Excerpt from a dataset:
================
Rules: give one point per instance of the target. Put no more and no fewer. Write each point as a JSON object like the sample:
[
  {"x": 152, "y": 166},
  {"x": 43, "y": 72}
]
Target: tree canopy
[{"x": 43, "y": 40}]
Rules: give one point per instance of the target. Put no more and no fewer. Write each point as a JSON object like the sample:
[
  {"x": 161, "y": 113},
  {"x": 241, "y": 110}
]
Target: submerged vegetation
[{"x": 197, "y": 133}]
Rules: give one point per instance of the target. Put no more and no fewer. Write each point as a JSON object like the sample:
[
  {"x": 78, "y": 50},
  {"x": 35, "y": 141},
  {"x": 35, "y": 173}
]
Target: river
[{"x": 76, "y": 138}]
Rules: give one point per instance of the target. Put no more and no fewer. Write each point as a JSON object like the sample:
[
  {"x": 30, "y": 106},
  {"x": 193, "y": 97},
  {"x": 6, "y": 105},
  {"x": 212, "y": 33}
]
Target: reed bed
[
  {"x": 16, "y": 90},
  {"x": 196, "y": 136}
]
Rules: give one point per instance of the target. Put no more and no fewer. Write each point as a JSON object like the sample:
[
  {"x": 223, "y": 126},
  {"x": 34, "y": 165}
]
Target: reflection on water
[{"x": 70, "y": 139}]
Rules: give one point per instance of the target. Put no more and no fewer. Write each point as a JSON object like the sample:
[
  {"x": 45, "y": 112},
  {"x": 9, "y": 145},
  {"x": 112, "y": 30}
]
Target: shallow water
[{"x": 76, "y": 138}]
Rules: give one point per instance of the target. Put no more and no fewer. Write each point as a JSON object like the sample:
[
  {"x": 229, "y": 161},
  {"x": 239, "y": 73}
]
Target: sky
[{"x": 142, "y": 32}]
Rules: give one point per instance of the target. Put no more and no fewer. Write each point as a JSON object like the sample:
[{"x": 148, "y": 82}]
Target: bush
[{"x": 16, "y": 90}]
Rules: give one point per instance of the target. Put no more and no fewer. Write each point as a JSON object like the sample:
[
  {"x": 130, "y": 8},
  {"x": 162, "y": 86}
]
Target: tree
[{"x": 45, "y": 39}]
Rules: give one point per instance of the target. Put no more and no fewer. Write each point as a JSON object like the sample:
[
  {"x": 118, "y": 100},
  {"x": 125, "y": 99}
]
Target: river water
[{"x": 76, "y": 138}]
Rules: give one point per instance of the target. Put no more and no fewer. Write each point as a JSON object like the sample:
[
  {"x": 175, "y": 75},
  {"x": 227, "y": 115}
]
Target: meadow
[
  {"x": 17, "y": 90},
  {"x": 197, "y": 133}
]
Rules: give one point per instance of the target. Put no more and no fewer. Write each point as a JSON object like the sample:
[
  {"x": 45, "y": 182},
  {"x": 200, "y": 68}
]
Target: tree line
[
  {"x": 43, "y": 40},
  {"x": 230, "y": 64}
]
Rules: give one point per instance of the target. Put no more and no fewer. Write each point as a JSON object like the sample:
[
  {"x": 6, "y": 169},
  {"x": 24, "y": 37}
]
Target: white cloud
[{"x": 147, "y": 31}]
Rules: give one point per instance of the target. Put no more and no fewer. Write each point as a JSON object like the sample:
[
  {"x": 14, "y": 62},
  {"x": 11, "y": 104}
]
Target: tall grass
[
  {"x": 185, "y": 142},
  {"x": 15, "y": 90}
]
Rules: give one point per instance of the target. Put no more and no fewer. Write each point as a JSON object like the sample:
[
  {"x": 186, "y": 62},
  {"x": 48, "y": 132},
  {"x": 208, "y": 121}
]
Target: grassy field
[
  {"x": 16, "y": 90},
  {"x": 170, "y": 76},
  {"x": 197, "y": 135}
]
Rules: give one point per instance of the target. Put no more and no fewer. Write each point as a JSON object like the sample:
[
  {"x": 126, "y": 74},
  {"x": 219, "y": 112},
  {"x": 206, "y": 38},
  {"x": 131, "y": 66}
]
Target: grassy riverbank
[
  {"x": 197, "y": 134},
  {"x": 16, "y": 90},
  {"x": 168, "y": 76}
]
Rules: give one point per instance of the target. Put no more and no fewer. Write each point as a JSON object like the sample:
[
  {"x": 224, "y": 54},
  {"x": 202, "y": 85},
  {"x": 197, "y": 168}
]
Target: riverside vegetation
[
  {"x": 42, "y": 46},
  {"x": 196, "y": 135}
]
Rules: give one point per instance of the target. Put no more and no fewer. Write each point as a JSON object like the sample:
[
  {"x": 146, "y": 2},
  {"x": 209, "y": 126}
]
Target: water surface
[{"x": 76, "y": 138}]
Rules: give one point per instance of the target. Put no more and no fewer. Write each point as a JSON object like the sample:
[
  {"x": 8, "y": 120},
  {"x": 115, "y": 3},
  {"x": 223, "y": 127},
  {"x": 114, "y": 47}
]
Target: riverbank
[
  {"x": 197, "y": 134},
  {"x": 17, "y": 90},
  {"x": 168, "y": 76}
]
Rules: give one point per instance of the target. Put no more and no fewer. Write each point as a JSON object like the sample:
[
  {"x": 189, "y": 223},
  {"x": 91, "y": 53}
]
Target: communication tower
================
Task requirements >> Give the complete listing a second time, exactly as it reads.

Response to this exercise >>
Rules: give one point per instance of the target. Put no more and no fewer. Write each point as a JSON object like the sample:
[
  {"x": 152, "y": 166},
  {"x": 43, "y": 72}
]
Target: tree canopy
[{"x": 43, "y": 40}]
Rules: give one point per instance of the target. Put no more and no fewer. Write each point as a JSON object like the sample:
[
  {"x": 161, "y": 113},
  {"x": 241, "y": 110}
]
Target: submerged vegetation
[{"x": 197, "y": 133}]
Rules: give one point per instance of the target. Put no more and no fewer. Write each point as a JSON object like the sample:
[
  {"x": 78, "y": 50},
  {"x": 35, "y": 141},
  {"x": 35, "y": 173}
]
Target: river
[{"x": 76, "y": 138}]
Rules: give one point per instance of the target. Put no more and no fewer. Write each point as a JSON object like the sample:
[
  {"x": 30, "y": 106},
  {"x": 193, "y": 97},
  {"x": 6, "y": 105},
  {"x": 212, "y": 33}
]
Target: reed bed
[
  {"x": 16, "y": 90},
  {"x": 196, "y": 136}
]
Rules: give one point per instance of the target. Put no more and no fewer. Write each point as a JSON object like the sample:
[
  {"x": 223, "y": 126},
  {"x": 34, "y": 165}
]
Target: reflection on water
[{"x": 70, "y": 139}]
Rules: give one point per instance of the target. Put no more and no fewer. Write each point as a JSON object like the sample:
[
  {"x": 45, "y": 112},
  {"x": 9, "y": 145},
  {"x": 112, "y": 30}
]
Target: shallow water
[{"x": 76, "y": 138}]
Rules: give one point per instance of the target. Put no more and no fewer. Write each point as a JSON object like the sample:
[
  {"x": 229, "y": 161},
  {"x": 239, "y": 73}
]
Target: sky
[{"x": 142, "y": 32}]
Rules: give one point per instance of the target. Put no more and no fewer. Write each point as a JSON object like the sample:
[{"x": 148, "y": 82}]
Target: bush
[{"x": 16, "y": 90}]
Rules: give one point per instance of the target. Put no more and no fewer. Write each point as a JSON object like the sample:
[
  {"x": 130, "y": 8},
  {"x": 162, "y": 86}
]
Target: tree
[{"x": 45, "y": 39}]
Rules: give one point per instance of the target. Put no more and no fewer. Write each point as a JSON object like the sample:
[
  {"x": 118, "y": 100},
  {"x": 125, "y": 99}
]
Target: river water
[{"x": 76, "y": 138}]
Rules: give one point per instance of the target. Put no more and no fewer. Write each point as a JSON object like the sample:
[
  {"x": 175, "y": 75},
  {"x": 227, "y": 115}
]
Target: meadow
[
  {"x": 17, "y": 90},
  {"x": 197, "y": 133}
]
Rules: give one point per instance of the target. Put no more and no fewer. Write each point as a JSON object like the sample:
[
  {"x": 45, "y": 182},
  {"x": 200, "y": 68}
]
Target: tree line
[
  {"x": 43, "y": 40},
  {"x": 230, "y": 64}
]
Rules: give one point per instance of the target. Put no more and no fewer. Write each point as a JSON object like the sample:
[
  {"x": 6, "y": 169},
  {"x": 24, "y": 37}
]
Target: white cloud
[{"x": 147, "y": 31}]
Rules: give one point per instance of the target. Put no more and no fewer. Write each point as a JSON object like the sample:
[
  {"x": 14, "y": 62},
  {"x": 11, "y": 104}
]
Target: tall grass
[
  {"x": 185, "y": 142},
  {"x": 15, "y": 90}
]
Rules: give one point per instance of the target. Put no more and no fewer. Write each point as a JSON object like the sample:
[
  {"x": 186, "y": 62},
  {"x": 48, "y": 132},
  {"x": 208, "y": 121}
]
Target: grassy field
[
  {"x": 16, "y": 90},
  {"x": 170, "y": 76},
  {"x": 197, "y": 135}
]
Rules: give one point per instance of the target. Put no more and no fewer. Write each point as a JSON object like the sample:
[
  {"x": 126, "y": 74},
  {"x": 219, "y": 112},
  {"x": 206, "y": 38},
  {"x": 131, "y": 66}
]
Target: grassy riverbank
[
  {"x": 197, "y": 134},
  {"x": 16, "y": 90},
  {"x": 168, "y": 76}
]
Rules: give one point per instance of the target. Put no more and no fewer. Write each point as a JSON object like the sample:
[
  {"x": 224, "y": 54},
  {"x": 202, "y": 85},
  {"x": 197, "y": 168}
]
Target: riverside vegetation
[
  {"x": 42, "y": 46},
  {"x": 196, "y": 135}
]
Rules: give one point per instance of the target. Put no more and no fewer. Write each point as a JSON object like the sample:
[
  {"x": 146, "y": 2},
  {"x": 209, "y": 126}
]
Target: water surface
[{"x": 76, "y": 138}]
Rules: give one point per instance of the target. Put no more and no fewer. Write each point as a JSON object like the sample:
[
  {"x": 8, "y": 120},
  {"x": 115, "y": 3},
  {"x": 223, "y": 127},
  {"x": 114, "y": 47}
]
Target: riverbank
[
  {"x": 197, "y": 134},
  {"x": 17, "y": 90},
  {"x": 168, "y": 76}
]
Rules: give one point per instance of the target. Put no more and no fewer. Write each point as a JSON object like the sample:
[
  {"x": 189, "y": 223},
  {"x": 91, "y": 53}
]
Target: communication tower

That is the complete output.